(SOURCE DATA):
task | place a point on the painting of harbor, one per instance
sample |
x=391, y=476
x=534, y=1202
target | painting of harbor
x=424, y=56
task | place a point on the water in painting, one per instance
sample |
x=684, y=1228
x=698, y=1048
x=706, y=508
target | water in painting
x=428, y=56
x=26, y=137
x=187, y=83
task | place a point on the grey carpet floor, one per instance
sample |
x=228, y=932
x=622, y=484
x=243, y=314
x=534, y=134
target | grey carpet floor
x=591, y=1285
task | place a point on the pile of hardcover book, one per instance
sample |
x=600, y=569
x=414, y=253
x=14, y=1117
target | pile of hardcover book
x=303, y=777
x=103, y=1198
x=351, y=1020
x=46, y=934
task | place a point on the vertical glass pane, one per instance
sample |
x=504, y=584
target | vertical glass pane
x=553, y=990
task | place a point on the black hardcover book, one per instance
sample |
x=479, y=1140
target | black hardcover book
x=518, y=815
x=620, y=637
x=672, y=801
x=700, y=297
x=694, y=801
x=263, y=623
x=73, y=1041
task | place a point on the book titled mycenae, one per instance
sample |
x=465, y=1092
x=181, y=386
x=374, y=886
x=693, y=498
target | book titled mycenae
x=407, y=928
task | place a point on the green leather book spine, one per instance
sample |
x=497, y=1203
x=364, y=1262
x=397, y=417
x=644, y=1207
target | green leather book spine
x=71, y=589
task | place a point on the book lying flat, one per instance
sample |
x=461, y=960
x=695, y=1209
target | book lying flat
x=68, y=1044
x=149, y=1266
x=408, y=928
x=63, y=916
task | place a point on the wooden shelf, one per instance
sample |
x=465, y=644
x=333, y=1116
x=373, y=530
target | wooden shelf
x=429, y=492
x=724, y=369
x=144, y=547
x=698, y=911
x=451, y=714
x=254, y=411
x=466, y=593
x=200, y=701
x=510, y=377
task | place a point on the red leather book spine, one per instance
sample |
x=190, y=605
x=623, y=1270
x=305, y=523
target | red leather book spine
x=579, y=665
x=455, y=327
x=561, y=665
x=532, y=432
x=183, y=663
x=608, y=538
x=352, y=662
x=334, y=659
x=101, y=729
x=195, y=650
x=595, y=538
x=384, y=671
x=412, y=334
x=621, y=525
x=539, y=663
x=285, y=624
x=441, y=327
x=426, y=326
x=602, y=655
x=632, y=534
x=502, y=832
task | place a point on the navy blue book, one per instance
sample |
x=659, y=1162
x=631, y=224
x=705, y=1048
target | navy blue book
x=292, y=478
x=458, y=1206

(EXERCISE GOAL): Could you repeat all of the records above exactly, line for line?

(SOLUTION TO THIS TASK):
task | place a point on the painting of harbor, one per instance
sample |
x=391, y=476
x=534, y=1202
target | painting of harbor
x=424, y=56
task | place a point on the water in painting, one per instance
sample |
x=684, y=1228
x=698, y=1048
x=706, y=508
target | water in painting
x=428, y=56
x=26, y=137
x=187, y=83
task | place a point on the grey carpet floor, one per instance
sample |
x=228, y=932
x=622, y=484
x=243, y=314
x=534, y=134
target | grey carpet floor
x=591, y=1285
task | place a point on the pile of hardcover book, one per instance
sample |
x=600, y=569
x=414, y=253
x=14, y=1117
target | pile of hardcover book
x=303, y=777
x=103, y=1198
x=351, y=1020
x=46, y=934
task | place a point on the vertical glass pane, one per instance
sample |
x=504, y=584
target | vertical glass pane
x=553, y=990
task | place a point on the black hardcover book, one per instance
sample |
x=479, y=1140
target | black hardcover book
x=518, y=815
x=620, y=637
x=672, y=801
x=700, y=297
x=694, y=801
x=263, y=623
x=73, y=1041
task | place a point on the book titled mycenae, one per instance
sample |
x=465, y=1092
x=181, y=386
x=374, y=886
x=693, y=498
target | book titled mycenae
x=407, y=928
task | place a point on the green leather book spine, one per instance
sample |
x=497, y=1203
x=364, y=1262
x=397, y=417
x=644, y=1207
target | green leather book spine
x=71, y=589
task | place a point on the book lying flat, one per instance
sample |
x=461, y=960
x=695, y=1209
target | book lying flat
x=68, y=1044
x=149, y=1266
x=408, y=928
x=63, y=916
task | place a point on the wooden shelf, one per instance
sample |
x=465, y=644
x=333, y=1116
x=373, y=530
target | wooden shelf
x=429, y=492
x=724, y=369
x=144, y=547
x=698, y=911
x=451, y=714
x=254, y=411
x=466, y=593
x=200, y=701
x=510, y=377
task | place a point on the red leather book spine, one per instance
sample |
x=190, y=605
x=623, y=1270
x=305, y=523
target | red leather book spine
x=579, y=665
x=455, y=327
x=561, y=665
x=532, y=432
x=183, y=663
x=608, y=538
x=352, y=662
x=334, y=659
x=101, y=729
x=195, y=650
x=595, y=538
x=384, y=671
x=412, y=334
x=621, y=525
x=539, y=663
x=285, y=624
x=441, y=327
x=426, y=326
x=602, y=655
x=632, y=534
x=502, y=832
task | place a point on the navy blue book, one per instance
sample |
x=659, y=1162
x=631, y=224
x=705, y=1048
target | navy blue book
x=292, y=478
x=458, y=1206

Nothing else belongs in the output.